# Job
Would you copy only the lines below, beginning with the one that contains "surround in the photo above." and running through the last entry line?

##### Input records #####

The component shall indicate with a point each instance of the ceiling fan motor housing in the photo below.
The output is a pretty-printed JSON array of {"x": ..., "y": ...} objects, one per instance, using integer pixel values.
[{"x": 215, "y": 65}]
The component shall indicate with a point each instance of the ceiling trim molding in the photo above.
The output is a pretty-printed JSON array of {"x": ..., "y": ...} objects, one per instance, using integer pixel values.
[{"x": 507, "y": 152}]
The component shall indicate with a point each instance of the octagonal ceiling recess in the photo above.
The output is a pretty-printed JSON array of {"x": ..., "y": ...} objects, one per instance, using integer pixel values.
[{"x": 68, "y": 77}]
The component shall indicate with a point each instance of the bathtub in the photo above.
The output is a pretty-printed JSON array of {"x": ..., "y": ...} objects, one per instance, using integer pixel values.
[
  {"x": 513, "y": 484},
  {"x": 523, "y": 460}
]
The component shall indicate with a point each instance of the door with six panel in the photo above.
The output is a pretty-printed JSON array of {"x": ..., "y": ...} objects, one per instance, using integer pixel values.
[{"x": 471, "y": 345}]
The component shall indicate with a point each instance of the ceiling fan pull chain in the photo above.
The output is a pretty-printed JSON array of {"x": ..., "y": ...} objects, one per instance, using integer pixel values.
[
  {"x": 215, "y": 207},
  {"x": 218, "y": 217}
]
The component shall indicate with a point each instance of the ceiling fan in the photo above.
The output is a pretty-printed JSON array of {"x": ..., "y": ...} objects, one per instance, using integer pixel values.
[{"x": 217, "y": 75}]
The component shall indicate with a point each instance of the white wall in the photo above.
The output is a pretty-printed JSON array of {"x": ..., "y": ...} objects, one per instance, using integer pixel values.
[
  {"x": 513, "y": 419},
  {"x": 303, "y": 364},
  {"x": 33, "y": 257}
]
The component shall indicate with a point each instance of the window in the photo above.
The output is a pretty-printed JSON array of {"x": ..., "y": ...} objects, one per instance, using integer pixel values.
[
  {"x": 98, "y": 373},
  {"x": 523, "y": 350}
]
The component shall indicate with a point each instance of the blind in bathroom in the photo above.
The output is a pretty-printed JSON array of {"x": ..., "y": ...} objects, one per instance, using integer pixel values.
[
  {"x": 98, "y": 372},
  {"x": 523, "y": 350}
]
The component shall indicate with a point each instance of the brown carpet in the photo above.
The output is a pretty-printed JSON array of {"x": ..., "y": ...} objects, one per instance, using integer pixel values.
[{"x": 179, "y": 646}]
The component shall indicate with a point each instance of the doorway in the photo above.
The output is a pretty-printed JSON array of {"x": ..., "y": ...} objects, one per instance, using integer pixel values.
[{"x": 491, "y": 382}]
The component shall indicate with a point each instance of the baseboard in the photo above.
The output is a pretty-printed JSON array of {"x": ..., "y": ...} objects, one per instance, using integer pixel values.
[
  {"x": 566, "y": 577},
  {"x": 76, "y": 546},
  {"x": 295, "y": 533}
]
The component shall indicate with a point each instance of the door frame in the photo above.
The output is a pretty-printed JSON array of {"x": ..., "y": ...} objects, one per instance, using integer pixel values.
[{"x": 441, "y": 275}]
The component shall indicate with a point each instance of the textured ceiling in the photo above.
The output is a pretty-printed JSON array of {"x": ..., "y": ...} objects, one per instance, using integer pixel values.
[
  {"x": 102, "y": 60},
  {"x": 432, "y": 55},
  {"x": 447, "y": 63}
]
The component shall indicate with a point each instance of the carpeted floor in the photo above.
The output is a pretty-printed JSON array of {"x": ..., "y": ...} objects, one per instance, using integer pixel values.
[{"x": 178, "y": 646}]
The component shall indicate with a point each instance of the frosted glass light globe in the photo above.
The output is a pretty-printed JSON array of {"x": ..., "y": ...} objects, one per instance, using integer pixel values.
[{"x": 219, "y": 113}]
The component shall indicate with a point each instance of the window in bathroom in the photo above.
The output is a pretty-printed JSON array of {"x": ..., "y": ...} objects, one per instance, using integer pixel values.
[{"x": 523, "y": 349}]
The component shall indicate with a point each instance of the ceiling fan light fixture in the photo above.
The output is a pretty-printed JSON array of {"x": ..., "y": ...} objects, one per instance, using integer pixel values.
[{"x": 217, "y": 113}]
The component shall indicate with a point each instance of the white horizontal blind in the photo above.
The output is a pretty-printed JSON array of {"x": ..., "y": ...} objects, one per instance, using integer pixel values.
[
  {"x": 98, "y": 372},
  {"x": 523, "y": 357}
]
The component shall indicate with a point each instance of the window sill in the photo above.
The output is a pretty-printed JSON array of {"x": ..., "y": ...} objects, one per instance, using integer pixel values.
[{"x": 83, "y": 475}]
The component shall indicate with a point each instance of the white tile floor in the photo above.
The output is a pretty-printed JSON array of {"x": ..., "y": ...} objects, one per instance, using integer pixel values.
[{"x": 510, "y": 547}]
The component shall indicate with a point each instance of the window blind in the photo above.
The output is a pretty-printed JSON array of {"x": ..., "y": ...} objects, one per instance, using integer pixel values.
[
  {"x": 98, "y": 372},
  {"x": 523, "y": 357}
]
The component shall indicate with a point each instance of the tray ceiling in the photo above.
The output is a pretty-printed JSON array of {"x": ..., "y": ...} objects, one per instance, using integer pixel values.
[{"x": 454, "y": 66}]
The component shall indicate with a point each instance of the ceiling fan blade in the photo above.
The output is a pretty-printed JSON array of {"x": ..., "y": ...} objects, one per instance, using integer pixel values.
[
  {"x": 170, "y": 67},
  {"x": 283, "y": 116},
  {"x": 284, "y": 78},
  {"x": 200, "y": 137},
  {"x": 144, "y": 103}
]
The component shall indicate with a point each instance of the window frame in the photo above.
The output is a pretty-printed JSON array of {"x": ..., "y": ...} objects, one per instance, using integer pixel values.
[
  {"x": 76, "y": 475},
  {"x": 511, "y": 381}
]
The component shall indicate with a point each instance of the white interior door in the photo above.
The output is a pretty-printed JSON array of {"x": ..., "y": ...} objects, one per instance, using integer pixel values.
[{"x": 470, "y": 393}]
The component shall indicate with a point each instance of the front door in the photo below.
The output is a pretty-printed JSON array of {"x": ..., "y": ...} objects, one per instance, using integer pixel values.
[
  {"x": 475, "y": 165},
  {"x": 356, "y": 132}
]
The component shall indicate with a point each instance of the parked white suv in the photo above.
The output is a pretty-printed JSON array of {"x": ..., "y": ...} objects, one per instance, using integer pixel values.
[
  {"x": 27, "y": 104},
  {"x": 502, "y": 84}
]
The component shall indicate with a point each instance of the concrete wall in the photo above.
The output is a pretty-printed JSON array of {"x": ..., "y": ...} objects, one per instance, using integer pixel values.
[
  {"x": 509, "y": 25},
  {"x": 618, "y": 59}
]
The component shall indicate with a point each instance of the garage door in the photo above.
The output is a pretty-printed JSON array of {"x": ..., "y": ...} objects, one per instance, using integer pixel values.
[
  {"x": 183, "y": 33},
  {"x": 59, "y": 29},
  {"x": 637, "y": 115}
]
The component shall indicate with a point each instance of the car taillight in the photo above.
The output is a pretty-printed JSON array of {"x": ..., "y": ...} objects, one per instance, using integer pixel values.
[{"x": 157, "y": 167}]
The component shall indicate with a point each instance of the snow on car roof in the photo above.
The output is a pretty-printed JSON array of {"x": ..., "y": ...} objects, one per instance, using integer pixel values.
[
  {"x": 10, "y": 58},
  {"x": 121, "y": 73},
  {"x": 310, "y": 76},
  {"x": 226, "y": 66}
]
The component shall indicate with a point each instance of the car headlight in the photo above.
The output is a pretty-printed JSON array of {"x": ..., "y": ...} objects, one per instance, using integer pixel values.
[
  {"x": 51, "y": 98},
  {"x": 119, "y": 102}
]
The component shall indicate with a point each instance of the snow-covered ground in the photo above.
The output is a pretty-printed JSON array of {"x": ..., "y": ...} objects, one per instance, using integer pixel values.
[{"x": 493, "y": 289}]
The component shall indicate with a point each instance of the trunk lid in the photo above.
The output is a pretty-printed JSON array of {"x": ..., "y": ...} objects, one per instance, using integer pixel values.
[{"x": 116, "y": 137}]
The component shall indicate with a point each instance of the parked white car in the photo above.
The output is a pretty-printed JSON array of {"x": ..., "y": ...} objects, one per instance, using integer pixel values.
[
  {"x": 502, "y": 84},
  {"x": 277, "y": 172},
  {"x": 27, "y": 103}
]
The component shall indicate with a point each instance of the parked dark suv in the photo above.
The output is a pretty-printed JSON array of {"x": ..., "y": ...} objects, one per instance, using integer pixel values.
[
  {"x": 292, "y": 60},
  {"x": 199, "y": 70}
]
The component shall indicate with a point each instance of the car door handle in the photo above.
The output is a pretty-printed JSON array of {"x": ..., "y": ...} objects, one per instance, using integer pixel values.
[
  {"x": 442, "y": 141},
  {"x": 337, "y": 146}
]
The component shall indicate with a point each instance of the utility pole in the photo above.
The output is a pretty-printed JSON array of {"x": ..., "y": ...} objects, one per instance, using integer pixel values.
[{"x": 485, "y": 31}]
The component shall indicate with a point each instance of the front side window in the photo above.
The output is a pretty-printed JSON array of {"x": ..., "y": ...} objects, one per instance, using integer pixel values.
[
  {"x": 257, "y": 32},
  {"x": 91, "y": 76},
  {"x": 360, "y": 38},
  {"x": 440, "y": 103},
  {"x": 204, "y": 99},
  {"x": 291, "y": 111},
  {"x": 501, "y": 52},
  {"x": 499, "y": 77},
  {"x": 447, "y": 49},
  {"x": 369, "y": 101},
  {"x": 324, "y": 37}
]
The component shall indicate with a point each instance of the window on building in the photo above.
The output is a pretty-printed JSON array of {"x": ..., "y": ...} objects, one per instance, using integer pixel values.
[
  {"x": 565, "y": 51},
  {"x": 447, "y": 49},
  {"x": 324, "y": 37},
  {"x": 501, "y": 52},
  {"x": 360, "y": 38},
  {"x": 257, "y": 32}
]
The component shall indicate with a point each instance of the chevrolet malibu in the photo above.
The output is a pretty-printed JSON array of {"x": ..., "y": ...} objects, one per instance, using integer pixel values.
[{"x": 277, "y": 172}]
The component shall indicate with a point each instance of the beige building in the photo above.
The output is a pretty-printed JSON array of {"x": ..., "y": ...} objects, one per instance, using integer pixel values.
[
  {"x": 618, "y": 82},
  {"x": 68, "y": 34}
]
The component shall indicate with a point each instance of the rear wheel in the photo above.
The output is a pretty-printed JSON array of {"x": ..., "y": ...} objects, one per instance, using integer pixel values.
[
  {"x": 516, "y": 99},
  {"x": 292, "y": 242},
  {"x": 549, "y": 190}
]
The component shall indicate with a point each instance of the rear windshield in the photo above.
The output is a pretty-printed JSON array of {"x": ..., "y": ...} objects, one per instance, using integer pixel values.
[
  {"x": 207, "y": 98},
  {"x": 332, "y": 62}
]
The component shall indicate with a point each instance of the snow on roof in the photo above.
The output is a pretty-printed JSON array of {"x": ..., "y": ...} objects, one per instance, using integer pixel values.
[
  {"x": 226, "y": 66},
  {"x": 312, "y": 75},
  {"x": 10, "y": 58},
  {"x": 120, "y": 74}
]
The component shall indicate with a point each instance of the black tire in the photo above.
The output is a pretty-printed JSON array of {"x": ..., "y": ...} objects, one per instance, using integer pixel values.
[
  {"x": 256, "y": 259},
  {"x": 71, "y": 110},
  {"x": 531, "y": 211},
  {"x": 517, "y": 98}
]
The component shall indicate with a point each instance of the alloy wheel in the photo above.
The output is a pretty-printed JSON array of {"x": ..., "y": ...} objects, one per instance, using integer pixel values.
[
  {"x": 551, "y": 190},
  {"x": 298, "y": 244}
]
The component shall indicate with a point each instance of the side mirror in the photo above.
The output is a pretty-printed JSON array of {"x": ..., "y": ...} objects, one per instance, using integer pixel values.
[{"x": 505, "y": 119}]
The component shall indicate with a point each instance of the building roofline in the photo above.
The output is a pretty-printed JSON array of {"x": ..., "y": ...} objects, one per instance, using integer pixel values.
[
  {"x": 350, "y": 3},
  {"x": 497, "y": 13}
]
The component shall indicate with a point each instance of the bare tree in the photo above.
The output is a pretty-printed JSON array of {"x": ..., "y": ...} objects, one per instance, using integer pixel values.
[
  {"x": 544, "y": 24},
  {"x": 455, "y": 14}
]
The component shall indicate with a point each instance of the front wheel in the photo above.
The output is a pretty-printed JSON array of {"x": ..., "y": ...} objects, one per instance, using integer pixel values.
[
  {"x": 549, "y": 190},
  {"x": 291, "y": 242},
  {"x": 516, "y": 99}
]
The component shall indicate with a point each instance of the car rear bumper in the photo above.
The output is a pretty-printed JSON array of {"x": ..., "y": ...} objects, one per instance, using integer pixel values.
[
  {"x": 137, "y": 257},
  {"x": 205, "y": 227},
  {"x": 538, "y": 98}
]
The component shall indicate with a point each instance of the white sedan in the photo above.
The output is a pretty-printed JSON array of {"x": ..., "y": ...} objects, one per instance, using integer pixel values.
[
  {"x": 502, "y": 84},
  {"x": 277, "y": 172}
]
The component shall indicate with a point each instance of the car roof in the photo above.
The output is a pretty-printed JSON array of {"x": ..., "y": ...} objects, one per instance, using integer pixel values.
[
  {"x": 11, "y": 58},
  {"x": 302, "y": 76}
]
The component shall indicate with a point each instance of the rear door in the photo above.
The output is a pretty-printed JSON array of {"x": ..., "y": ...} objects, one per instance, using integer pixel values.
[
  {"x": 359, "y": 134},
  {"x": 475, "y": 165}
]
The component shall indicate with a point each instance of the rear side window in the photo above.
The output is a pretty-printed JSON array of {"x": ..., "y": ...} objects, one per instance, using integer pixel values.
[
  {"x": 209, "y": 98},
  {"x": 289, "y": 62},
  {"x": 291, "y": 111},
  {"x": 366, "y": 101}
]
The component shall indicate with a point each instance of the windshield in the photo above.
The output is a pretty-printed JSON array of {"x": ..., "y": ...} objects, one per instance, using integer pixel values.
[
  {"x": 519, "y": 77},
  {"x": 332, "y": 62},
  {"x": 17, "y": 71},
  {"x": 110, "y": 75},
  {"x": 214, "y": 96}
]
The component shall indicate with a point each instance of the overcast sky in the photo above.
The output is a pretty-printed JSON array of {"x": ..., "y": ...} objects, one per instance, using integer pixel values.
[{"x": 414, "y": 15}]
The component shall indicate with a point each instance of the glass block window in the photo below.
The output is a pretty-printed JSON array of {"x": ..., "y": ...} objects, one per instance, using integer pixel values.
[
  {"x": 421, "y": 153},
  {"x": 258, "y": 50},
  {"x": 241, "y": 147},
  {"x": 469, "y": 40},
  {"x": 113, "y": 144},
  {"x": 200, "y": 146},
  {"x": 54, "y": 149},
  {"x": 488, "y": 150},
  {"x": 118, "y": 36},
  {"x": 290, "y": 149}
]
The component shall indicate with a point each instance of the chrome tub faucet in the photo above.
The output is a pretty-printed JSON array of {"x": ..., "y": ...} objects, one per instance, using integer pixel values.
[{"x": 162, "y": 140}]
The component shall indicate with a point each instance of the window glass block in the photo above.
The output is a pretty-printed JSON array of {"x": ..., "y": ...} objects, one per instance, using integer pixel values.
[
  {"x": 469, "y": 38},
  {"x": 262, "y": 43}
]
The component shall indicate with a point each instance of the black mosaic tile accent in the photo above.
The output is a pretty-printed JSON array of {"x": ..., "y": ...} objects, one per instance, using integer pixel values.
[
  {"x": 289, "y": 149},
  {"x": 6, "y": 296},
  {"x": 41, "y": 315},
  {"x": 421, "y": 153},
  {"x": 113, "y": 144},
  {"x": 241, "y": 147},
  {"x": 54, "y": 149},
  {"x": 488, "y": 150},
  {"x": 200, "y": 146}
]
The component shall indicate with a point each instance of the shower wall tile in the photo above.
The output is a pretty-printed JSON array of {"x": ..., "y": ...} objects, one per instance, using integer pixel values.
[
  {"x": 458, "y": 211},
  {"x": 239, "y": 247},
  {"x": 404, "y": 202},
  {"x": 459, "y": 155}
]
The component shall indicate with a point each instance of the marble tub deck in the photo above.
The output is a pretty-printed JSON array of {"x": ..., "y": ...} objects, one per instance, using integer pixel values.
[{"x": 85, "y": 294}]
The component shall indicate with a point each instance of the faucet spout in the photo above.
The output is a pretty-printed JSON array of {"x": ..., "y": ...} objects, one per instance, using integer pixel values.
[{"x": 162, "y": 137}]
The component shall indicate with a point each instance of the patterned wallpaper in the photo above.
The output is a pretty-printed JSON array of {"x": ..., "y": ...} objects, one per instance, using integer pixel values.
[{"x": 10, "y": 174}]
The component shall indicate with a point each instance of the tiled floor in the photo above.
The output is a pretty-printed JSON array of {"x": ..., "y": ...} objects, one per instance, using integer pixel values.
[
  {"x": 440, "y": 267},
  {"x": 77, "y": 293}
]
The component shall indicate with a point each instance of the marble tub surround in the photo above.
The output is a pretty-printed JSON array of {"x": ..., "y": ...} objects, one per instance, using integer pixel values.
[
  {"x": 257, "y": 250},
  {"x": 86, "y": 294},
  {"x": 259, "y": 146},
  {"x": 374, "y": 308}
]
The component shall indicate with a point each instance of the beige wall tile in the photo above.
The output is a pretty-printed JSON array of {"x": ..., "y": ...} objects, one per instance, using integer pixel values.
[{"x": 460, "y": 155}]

#####

# Response to the task
The component shall indicate with a point each instance of the marble tub surround in the photo above.
The output is a pretty-printed JSON array of {"x": ..., "y": ...} objects, one per instance, using integer pixel values.
[
  {"x": 257, "y": 250},
  {"x": 86, "y": 294},
  {"x": 259, "y": 146},
  {"x": 374, "y": 308}
]
The component shall indicate with a point each instance of the beige wall tile in the photo above.
The output is a pretty-printed JSON array of {"x": ..., "y": ...} objects, one per instance, using integer pixel values.
[{"x": 460, "y": 155}]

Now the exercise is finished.